■ Listed records
-- begin --

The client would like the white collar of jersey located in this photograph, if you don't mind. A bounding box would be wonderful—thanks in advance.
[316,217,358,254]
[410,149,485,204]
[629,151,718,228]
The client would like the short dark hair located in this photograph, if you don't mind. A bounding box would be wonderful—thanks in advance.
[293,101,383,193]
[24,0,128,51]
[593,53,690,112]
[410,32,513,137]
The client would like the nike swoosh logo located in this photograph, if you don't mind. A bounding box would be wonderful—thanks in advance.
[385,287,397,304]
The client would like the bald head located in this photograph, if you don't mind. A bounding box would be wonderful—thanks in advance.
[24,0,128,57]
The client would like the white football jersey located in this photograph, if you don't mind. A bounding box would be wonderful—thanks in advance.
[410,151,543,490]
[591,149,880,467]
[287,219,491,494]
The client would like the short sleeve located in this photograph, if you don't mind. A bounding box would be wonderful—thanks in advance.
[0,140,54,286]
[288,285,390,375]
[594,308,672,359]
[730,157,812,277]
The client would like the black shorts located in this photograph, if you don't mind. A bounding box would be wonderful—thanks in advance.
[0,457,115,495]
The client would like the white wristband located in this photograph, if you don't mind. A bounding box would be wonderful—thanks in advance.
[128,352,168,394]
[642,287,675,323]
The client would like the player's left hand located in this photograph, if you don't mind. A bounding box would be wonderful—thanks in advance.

-- end --

■ Task goal
Gather every line in the records above that contains the word "jersey", and reproduce each such line in full.

■ Finished answer
The client would like the white collar of jersey located in this photograph, if you don't mind. A bounding box would be wonderful—thanks in advance.
The client would like the white football jersey located in this photograph, if you don't mind. A bounding box would be wonderful—thanks in advance.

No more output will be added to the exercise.